» **WHAT THE TASK ASKS**
Pictures do not belong in the copy; transcribe everything else in the records exactly.

BEGIN

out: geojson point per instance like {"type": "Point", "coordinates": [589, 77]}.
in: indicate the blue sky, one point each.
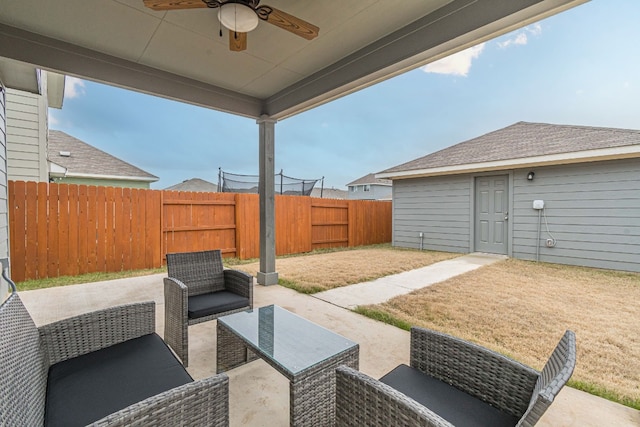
{"type": "Point", "coordinates": [581, 67]}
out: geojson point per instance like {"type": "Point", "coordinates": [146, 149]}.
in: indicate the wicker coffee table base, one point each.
{"type": "Point", "coordinates": [311, 392]}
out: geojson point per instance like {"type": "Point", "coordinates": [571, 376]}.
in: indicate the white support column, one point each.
{"type": "Point", "coordinates": [266, 188]}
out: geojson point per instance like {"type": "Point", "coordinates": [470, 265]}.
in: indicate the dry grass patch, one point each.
{"type": "Point", "coordinates": [319, 272]}
{"type": "Point", "coordinates": [522, 308]}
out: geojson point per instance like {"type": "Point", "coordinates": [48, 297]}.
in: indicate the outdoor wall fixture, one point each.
{"type": "Point", "coordinates": [238, 17]}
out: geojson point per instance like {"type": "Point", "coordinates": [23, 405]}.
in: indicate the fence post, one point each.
{"type": "Point", "coordinates": [238, 208]}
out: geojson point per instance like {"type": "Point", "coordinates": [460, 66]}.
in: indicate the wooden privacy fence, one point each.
{"type": "Point", "coordinates": [66, 229]}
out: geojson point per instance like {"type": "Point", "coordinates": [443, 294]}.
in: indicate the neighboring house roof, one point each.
{"type": "Point", "coordinates": [195, 184]}
{"type": "Point", "coordinates": [82, 160]}
{"type": "Point", "coordinates": [329, 193]}
{"type": "Point", "coordinates": [524, 144]}
{"type": "Point", "coordinates": [370, 179]}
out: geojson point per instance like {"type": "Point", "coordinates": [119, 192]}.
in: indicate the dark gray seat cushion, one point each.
{"type": "Point", "coordinates": [214, 303]}
{"type": "Point", "coordinates": [452, 404]}
{"type": "Point", "coordinates": [89, 387]}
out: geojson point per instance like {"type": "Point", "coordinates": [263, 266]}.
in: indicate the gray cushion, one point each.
{"type": "Point", "coordinates": [214, 303]}
{"type": "Point", "coordinates": [452, 404]}
{"type": "Point", "coordinates": [89, 387]}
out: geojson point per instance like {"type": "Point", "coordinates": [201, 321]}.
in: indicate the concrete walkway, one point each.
{"type": "Point", "coordinates": [259, 395]}
{"type": "Point", "coordinates": [383, 289]}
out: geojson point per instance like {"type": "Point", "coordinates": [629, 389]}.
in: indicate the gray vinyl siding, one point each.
{"type": "Point", "coordinates": [439, 207]}
{"type": "Point", "coordinates": [593, 211]}
{"type": "Point", "coordinates": [376, 192]}
{"type": "Point", "coordinates": [4, 223]}
{"type": "Point", "coordinates": [26, 115]}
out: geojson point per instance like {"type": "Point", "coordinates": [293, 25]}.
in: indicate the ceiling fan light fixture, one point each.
{"type": "Point", "coordinates": [238, 17]}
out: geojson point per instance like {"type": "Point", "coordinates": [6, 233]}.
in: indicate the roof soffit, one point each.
{"type": "Point", "coordinates": [178, 54]}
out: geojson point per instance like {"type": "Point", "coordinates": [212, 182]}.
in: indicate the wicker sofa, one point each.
{"type": "Point", "coordinates": [105, 368]}
{"type": "Point", "coordinates": [452, 382]}
{"type": "Point", "coordinates": [197, 290]}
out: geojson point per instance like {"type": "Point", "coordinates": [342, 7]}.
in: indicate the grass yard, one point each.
{"type": "Point", "coordinates": [318, 272]}
{"type": "Point", "coordinates": [522, 308]}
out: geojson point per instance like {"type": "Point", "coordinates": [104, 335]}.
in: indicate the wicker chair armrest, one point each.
{"type": "Point", "coordinates": [239, 283]}
{"type": "Point", "coordinates": [176, 293]}
{"type": "Point", "coordinates": [93, 331]}
{"type": "Point", "coordinates": [200, 403]}
{"type": "Point", "coordinates": [478, 371]}
{"type": "Point", "coordinates": [364, 401]}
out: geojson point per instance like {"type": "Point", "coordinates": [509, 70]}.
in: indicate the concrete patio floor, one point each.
{"type": "Point", "coordinates": [259, 395]}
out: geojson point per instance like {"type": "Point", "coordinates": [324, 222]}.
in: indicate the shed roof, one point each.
{"type": "Point", "coordinates": [87, 161]}
{"type": "Point", "coordinates": [370, 179]}
{"type": "Point", "coordinates": [195, 184]}
{"type": "Point", "coordinates": [524, 144]}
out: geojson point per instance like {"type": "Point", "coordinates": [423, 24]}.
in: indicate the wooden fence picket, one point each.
{"type": "Point", "coordinates": [67, 229]}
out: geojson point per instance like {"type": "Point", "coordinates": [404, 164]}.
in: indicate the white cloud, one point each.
{"type": "Point", "coordinates": [73, 87]}
{"type": "Point", "coordinates": [521, 38]}
{"type": "Point", "coordinates": [457, 64]}
{"type": "Point", "coordinates": [535, 29]}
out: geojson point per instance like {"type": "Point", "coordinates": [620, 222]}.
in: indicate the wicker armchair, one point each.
{"type": "Point", "coordinates": [199, 289]}
{"type": "Point", "coordinates": [104, 368]}
{"type": "Point", "coordinates": [453, 382]}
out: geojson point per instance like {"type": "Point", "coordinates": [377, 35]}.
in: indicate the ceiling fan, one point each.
{"type": "Point", "coordinates": [241, 16]}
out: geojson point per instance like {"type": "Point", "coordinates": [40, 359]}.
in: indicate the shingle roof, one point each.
{"type": "Point", "coordinates": [370, 179]}
{"type": "Point", "coordinates": [522, 140]}
{"type": "Point", "coordinates": [86, 159]}
{"type": "Point", "coordinates": [195, 184]}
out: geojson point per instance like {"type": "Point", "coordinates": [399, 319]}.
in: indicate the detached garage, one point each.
{"type": "Point", "coordinates": [561, 194]}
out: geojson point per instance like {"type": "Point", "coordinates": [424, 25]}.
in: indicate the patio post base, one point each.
{"type": "Point", "coordinates": [267, 279]}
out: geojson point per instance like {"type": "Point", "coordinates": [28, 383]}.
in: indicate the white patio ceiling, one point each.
{"type": "Point", "coordinates": [179, 54]}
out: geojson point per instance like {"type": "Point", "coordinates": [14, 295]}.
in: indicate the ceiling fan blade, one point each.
{"type": "Point", "coordinates": [291, 23]}
{"type": "Point", "coordinates": [174, 4]}
{"type": "Point", "coordinates": [237, 41]}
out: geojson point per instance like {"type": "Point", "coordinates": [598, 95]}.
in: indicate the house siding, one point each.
{"type": "Point", "coordinates": [376, 192]}
{"type": "Point", "coordinates": [26, 138]}
{"type": "Point", "coordinates": [593, 211]}
{"type": "Point", "coordinates": [4, 222]}
{"type": "Point", "coordinates": [439, 207]}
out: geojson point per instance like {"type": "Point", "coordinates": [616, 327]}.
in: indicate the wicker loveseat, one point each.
{"type": "Point", "coordinates": [452, 382]}
{"type": "Point", "coordinates": [105, 368]}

END

» **FINISHED EXERCISE**
out: geojson point per instance like {"type": "Point", "coordinates": [589, 77]}.
in: indicate the blue sky, one point each.
{"type": "Point", "coordinates": [581, 67]}
out: geojson point per instance like {"type": "Point", "coordinates": [146, 149]}.
in: indicate the wicker coffee table base, one point each.
{"type": "Point", "coordinates": [311, 392]}
out: geojson point per instance like {"type": "Point", "coordinates": [571, 376]}.
in: indicate the white support column, one point each.
{"type": "Point", "coordinates": [266, 188]}
out: geojson point per instance like {"type": "Point", "coordinates": [470, 265]}.
in: indicate the dry grass patch, one point each.
{"type": "Point", "coordinates": [319, 272]}
{"type": "Point", "coordinates": [522, 308]}
out: geojson point per instance like {"type": "Point", "coordinates": [48, 297]}.
in: indicate the outdoor wall fixture, one point each.
{"type": "Point", "coordinates": [238, 17]}
out: geojson point per instance like {"type": "Point", "coordinates": [23, 405]}.
in: indicate the fence post, one point each.
{"type": "Point", "coordinates": [238, 208]}
out: geojson point per instance like {"type": "Point", "coordinates": [460, 66]}.
in: indicate the wooden privacy fence, one point each.
{"type": "Point", "coordinates": [66, 229]}
out: geojson point per instance like {"type": "Point", "coordinates": [443, 294]}.
in: indicate the neighboring house roof, one point each.
{"type": "Point", "coordinates": [195, 184]}
{"type": "Point", "coordinates": [82, 160]}
{"type": "Point", "coordinates": [329, 193]}
{"type": "Point", "coordinates": [524, 144]}
{"type": "Point", "coordinates": [370, 179]}
out: geojson point per instance like {"type": "Point", "coordinates": [119, 192]}.
in: indicate the dark gray seat cushion, one point each.
{"type": "Point", "coordinates": [214, 303]}
{"type": "Point", "coordinates": [452, 404]}
{"type": "Point", "coordinates": [89, 387]}
out: geojson point per instance like {"type": "Point", "coordinates": [263, 266]}.
in: indicate the gray cushion, one point each.
{"type": "Point", "coordinates": [214, 303]}
{"type": "Point", "coordinates": [452, 404]}
{"type": "Point", "coordinates": [89, 387]}
out: geojson point per instance like {"type": "Point", "coordinates": [201, 321]}.
in: indicate the concrete walkway, one point each.
{"type": "Point", "coordinates": [259, 395]}
{"type": "Point", "coordinates": [383, 289]}
out: geojson point per instance like {"type": "Point", "coordinates": [629, 389]}.
in: indicate the gray vinyl siding, one point each.
{"type": "Point", "coordinates": [439, 207]}
{"type": "Point", "coordinates": [593, 211]}
{"type": "Point", "coordinates": [376, 192]}
{"type": "Point", "coordinates": [4, 223]}
{"type": "Point", "coordinates": [26, 115]}
out: geojson point per instance like {"type": "Point", "coordinates": [293, 25]}.
in: indicate the ceiling fan light fixture, one point each.
{"type": "Point", "coordinates": [238, 17]}
out: geojson point per instance like {"type": "Point", "coordinates": [6, 233]}.
in: indicate the roof soffit, one point each.
{"type": "Point", "coordinates": [178, 54]}
out: geojson point per instance like {"type": "Point", "coordinates": [212, 182]}.
in: indicate the wicker sofa, one point each.
{"type": "Point", "coordinates": [105, 368]}
{"type": "Point", "coordinates": [452, 382]}
{"type": "Point", "coordinates": [197, 290]}
out: geojson point per instance like {"type": "Point", "coordinates": [342, 7]}.
in: indicate the grass yard, one point each.
{"type": "Point", "coordinates": [318, 272]}
{"type": "Point", "coordinates": [522, 308]}
out: geojson point per instance like {"type": "Point", "coordinates": [104, 335]}.
in: indicate the wicker chair armrest, one point each.
{"type": "Point", "coordinates": [239, 283]}
{"type": "Point", "coordinates": [176, 293]}
{"type": "Point", "coordinates": [93, 331]}
{"type": "Point", "coordinates": [200, 403]}
{"type": "Point", "coordinates": [478, 371]}
{"type": "Point", "coordinates": [364, 401]}
out: geojson point per instance like {"type": "Point", "coordinates": [509, 70]}.
in: indicate the concrete patio floor, one point each.
{"type": "Point", "coordinates": [259, 395]}
out: geojson point per instance like {"type": "Point", "coordinates": [324, 222]}.
in: indicate the shed roof, one point each.
{"type": "Point", "coordinates": [87, 161]}
{"type": "Point", "coordinates": [370, 179]}
{"type": "Point", "coordinates": [195, 184]}
{"type": "Point", "coordinates": [524, 144]}
out: geojson point per instance like {"type": "Point", "coordinates": [423, 24]}.
in: indicate the wooden fence picket, one point each.
{"type": "Point", "coordinates": [67, 229]}
out: geojson point per instance like {"type": "Point", "coordinates": [404, 164]}.
in: indicate the white cloud, one point each.
{"type": "Point", "coordinates": [73, 87]}
{"type": "Point", "coordinates": [521, 38]}
{"type": "Point", "coordinates": [457, 64]}
{"type": "Point", "coordinates": [535, 29]}
out: geojson point per instance like {"type": "Point", "coordinates": [620, 222]}.
in: indicate the wicker armchair, one point each.
{"type": "Point", "coordinates": [199, 289]}
{"type": "Point", "coordinates": [104, 368]}
{"type": "Point", "coordinates": [453, 382]}
out: geojson point per instance like {"type": "Point", "coordinates": [377, 35]}.
in: indicate the ceiling fan, one point each.
{"type": "Point", "coordinates": [241, 16]}
out: geojson point per instance like {"type": "Point", "coordinates": [40, 359]}.
in: indicate the shingle roof, one point each.
{"type": "Point", "coordinates": [370, 179]}
{"type": "Point", "coordinates": [522, 140]}
{"type": "Point", "coordinates": [86, 159]}
{"type": "Point", "coordinates": [195, 184]}
out: geojson point per instance like {"type": "Point", "coordinates": [399, 319]}.
in: indicate the detached garage, one point each.
{"type": "Point", "coordinates": [561, 194]}
out: geojson point per instance like {"type": "Point", "coordinates": [424, 25]}.
in: indicate the patio post base, one point each.
{"type": "Point", "coordinates": [267, 279]}
out: geojson point per instance like {"type": "Point", "coordinates": [28, 383]}.
in: indicate the white patio ceiling, one point each.
{"type": "Point", "coordinates": [179, 54]}
out: geojson point per instance like {"type": "Point", "coordinates": [14, 295]}.
in: indicate the ceiling fan blade, one point each.
{"type": "Point", "coordinates": [291, 23]}
{"type": "Point", "coordinates": [174, 4]}
{"type": "Point", "coordinates": [237, 41]}
out: geojson point per instance like {"type": "Point", "coordinates": [598, 95]}.
in: indicate the house siding, one point each.
{"type": "Point", "coordinates": [376, 192]}
{"type": "Point", "coordinates": [26, 138]}
{"type": "Point", "coordinates": [593, 211]}
{"type": "Point", "coordinates": [4, 222]}
{"type": "Point", "coordinates": [439, 207]}
out: geojson point per instance like {"type": "Point", "coordinates": [616, 327]}.
in: indicate the wicker loveseat, one point each.
{"type": "Point", "coordinates": [452, 382]}
{"type": "Point", "coordinates": [105, 368]}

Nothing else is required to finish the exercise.